Stored data entries
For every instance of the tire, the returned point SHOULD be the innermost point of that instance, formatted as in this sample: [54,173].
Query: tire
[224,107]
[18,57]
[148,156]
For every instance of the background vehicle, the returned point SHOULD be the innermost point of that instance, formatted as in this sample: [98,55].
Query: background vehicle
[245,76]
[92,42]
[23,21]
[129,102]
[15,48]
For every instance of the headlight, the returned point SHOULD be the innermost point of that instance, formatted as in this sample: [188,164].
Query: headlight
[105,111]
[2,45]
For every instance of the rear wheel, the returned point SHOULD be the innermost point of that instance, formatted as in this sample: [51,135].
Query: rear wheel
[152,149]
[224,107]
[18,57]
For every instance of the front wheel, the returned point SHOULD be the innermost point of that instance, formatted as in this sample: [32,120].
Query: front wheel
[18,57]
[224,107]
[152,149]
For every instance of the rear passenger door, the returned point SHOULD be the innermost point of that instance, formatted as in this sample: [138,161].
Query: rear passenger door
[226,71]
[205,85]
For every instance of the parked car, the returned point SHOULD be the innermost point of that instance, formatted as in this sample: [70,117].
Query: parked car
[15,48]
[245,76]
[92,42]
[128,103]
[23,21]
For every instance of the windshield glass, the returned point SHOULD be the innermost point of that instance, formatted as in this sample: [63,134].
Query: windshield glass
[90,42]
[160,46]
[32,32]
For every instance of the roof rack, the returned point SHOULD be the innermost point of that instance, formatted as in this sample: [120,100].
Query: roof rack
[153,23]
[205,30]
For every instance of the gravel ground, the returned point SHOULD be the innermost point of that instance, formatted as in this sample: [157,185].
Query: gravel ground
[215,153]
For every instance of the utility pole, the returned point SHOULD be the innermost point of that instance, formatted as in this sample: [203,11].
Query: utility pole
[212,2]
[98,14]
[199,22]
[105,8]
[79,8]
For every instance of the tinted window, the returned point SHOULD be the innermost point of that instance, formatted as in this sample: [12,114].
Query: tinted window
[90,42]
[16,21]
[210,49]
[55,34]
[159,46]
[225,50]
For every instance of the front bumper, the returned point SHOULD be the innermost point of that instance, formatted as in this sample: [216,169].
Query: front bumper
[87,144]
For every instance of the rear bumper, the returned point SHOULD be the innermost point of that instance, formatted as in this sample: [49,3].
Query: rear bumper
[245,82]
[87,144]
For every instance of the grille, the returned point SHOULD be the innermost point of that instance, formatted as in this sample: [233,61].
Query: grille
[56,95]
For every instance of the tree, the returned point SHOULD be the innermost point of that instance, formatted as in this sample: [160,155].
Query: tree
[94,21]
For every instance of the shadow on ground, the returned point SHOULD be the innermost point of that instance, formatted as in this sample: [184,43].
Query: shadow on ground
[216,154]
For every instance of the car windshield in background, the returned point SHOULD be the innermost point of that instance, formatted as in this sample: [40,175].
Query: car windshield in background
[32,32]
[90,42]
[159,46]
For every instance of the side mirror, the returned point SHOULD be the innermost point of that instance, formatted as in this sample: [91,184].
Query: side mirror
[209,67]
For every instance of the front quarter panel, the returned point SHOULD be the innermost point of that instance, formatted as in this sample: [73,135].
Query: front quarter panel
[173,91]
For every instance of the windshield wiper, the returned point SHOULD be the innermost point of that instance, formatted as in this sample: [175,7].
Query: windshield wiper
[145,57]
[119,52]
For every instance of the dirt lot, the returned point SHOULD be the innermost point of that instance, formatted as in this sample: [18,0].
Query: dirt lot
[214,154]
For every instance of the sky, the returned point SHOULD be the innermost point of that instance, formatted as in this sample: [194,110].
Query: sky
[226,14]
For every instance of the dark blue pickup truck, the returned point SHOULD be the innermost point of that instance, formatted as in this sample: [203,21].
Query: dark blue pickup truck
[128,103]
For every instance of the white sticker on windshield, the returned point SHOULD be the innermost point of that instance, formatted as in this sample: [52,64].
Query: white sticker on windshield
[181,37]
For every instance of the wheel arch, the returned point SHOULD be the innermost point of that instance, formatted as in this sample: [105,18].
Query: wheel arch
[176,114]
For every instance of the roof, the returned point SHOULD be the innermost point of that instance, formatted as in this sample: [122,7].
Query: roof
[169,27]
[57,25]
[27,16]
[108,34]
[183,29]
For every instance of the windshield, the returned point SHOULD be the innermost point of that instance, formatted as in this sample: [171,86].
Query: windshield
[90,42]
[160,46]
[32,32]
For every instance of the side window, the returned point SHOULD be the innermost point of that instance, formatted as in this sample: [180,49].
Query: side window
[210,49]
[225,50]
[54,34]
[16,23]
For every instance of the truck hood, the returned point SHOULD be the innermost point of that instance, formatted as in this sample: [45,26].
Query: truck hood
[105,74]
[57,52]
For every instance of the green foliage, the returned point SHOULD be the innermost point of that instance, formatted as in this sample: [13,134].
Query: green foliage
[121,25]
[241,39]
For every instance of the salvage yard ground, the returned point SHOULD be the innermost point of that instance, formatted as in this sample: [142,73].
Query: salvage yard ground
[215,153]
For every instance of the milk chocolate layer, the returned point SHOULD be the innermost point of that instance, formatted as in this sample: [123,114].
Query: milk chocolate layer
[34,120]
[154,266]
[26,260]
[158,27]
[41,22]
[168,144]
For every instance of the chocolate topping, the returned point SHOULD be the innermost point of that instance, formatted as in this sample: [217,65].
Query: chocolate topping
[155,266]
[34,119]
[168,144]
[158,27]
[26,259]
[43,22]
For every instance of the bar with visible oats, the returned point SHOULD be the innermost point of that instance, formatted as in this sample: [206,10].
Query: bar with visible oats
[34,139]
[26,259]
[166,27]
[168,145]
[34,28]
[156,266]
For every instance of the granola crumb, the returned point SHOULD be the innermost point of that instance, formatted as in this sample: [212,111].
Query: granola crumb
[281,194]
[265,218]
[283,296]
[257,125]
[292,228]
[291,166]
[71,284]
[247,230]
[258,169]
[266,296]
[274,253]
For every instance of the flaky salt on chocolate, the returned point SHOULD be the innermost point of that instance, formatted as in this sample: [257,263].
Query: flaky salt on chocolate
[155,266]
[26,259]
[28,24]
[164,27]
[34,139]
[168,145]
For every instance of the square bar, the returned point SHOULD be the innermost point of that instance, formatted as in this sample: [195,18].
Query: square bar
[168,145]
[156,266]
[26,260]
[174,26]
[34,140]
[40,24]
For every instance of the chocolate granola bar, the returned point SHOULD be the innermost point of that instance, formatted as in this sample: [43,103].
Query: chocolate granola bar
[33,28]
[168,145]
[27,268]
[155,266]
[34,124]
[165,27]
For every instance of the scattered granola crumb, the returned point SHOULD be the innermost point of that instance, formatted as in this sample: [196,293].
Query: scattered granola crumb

Requirement
The answer is every line in the data where the word "scattered" appears.

Worked solution
For every instance of the scattered granola crumb, the returned point SHOULD be the innermost point of that instance, formatted as in this sample: [196,293].
Query: scattered granola crumb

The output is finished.